• Votre travail:
A - Mettez à jour le passage de l'extrait sur la soirée londonienne compris entre « Plat après plat » et « foule très conséquente. » inclus, en remplaçant « opéra » par « spectacle ».
B - Présentez s'il vous plaît sous forme de liste JSON de chaînes les lignes des enregistrements comprises entre celle qui contient « of the standing » et la fin des enregistrements, bornes incluses, à raison d'une chaîne par ligne et sans les lignes vides.

Plat après plat notre faim s'estompa (devinez quoi...ça rime !) alors que le soir tombait sur Londres. Sortant du restaurant nos pas nous menèrent avec notre fougue restante vers Trafalgar Square à nouveau, où était diffusé sur l'écran installé le matin un opéra. Lequel était-ce, mon ignorance en la matière m'interdit de le préciser. Je puis conter qu'une femme y assassinait froidement un pauvre homme avant d'user de toute sa voix, réalisant l'horreur de son acte, pour psalmodier avec les yeux exorbités d'un lémurien quelque complainte, déchirante, grimpant dans les aigus sur la colonne de Trafalgar Square - heureusement que Nelson s'est pris un boulet, il était déjà déchiré donc immunisé, du coup. Le moment s'acheva bien vite car nous étions arrivés pour la fin, rejoignant une foule très conséquente.

Nous possédions encore un peu de temps, il nous fallait être à minuit au plus tard à l'aéroport de London Gatwick pour attraper la dernière navette nous ramenant à l'hôtel. Ce fut l'occasion pour nous de poser nos séants assez peu royaux sur l'herbe et sous l'arbre d'un espace vert non loin de là, à la nuit tombante offrant nos attentions un brin fatiguées. C'est dans cette douce quiétude que l'heure de retrouver la gare Victoria arriva. Le retour en train permit de se coltiner une famille de français qui occupait avec grande application l'espace sonore alors même que ses membres se sustentaient et que, c'est bien connu, on ne parle pas la bouche pleine quand on est bien élevé. Sur ce nouveau coup porté au prestige de notre glorieux hexagone, prestige en pleine hexagonie, c'est bons pieds bons yeux que nous montâmes ensuite dans la navette, ni spatiale ni spéciale, qui contenait la bagatelle de ... trois voyageurs, nous compris.

(Lignes du jeu de données de pointage d'objets)
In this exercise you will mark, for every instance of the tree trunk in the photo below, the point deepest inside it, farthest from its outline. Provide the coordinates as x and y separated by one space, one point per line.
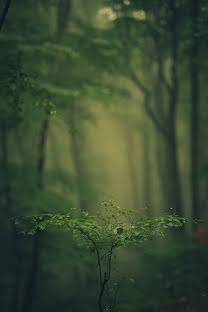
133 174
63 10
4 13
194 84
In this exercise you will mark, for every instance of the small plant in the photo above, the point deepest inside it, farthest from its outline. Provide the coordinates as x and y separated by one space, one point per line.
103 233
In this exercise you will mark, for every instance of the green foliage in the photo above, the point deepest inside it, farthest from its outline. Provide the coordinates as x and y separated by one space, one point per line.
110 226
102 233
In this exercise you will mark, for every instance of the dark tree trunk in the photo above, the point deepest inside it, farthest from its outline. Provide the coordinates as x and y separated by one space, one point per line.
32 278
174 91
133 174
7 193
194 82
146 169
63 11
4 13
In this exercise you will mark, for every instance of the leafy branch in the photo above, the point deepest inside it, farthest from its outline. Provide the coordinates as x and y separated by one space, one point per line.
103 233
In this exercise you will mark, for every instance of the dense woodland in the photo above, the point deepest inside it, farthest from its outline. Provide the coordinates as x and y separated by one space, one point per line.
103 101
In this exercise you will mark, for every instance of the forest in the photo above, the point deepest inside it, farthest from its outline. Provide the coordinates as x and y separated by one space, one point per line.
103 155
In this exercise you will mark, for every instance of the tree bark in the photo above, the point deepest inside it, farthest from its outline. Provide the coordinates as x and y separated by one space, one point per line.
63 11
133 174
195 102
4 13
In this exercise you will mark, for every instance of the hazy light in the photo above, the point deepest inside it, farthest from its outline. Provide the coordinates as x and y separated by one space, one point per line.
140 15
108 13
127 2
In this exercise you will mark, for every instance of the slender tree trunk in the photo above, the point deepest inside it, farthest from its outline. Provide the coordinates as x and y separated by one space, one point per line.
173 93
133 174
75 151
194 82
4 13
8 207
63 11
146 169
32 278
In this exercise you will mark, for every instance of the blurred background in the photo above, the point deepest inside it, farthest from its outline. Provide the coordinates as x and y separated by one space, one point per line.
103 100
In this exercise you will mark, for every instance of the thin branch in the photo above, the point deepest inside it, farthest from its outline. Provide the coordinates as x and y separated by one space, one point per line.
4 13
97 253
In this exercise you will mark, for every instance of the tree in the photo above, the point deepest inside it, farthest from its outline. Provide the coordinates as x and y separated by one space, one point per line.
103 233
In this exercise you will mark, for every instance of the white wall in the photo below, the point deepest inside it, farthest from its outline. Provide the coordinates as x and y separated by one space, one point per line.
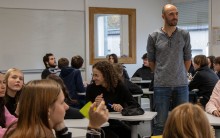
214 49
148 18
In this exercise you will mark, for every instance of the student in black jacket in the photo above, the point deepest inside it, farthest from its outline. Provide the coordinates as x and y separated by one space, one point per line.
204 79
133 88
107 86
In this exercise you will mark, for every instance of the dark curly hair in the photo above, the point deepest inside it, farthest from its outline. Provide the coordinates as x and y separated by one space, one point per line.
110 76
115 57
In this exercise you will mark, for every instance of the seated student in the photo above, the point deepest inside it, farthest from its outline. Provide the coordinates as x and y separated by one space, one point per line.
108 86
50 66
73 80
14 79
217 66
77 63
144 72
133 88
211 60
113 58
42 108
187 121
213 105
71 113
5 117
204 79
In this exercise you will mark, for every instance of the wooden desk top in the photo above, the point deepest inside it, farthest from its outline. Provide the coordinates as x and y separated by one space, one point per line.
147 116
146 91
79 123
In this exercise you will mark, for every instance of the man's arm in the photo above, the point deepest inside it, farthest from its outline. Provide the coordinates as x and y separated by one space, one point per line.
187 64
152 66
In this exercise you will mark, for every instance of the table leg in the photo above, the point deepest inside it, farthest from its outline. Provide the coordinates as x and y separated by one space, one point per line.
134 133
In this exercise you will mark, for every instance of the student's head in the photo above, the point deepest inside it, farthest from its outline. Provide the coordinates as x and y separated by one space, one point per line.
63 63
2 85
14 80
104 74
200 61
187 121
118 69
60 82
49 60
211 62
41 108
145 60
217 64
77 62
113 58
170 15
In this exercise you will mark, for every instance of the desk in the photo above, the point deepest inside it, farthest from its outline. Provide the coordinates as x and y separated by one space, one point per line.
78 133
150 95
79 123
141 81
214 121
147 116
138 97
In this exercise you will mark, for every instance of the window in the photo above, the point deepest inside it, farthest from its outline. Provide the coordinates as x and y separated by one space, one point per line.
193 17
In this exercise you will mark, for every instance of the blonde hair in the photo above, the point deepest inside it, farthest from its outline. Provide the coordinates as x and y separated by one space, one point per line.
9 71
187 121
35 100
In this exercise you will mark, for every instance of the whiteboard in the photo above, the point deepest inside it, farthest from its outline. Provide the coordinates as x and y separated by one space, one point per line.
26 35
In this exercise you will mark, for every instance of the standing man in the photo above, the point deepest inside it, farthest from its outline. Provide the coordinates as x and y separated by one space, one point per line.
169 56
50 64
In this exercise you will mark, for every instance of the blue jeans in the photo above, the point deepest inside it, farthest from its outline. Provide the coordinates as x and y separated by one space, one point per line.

• Réponses:
A -
Plat après plat notre faim s'estompa (devinez quoi...ça rime !) alors que le soir tombait sur Londres. Sortant du restaurant nos pas nous menèrent avec notre fougue restante vers Trafalgar Square à nouveau, où était diffusé sur l'écran installé le matin un spectacle. Lequel était-ce, mon ignorance en la matière m'interdit de le préciser. Je puis conter qu'une femme y assassinait froidement un pauvre homme avant d'user de toute sa voix, réalisant l'horreur de son acte, pour psalmodier avec les yeux exorbités d'un lémurien quelque complainte, déchirante, grimpant dans les aigus sur la colonne de Trafalgar Square - heureusement que Nelson s'est pris un boulet, il était déjà déchiré donc immunisé, du coup. Le moment s'acheva bien vite car nous étions arrivés pour la fin, rejoignant une foule très conséquente.

B -
[
  "In this exercise you will mark, for every instance of the standing man in the photo above, the point deepest inside it, farthest from its outline. Provide the coordinates as x and y separated by one space, one point per line.",
  "169 56",
  "50 64",
  "In this exercise you will mark, for every instance of the blue jeans in the photo above, the point deepest inside it, farthest from its outline. Provide the coordinates as x and y separated by one space, one point per line."
]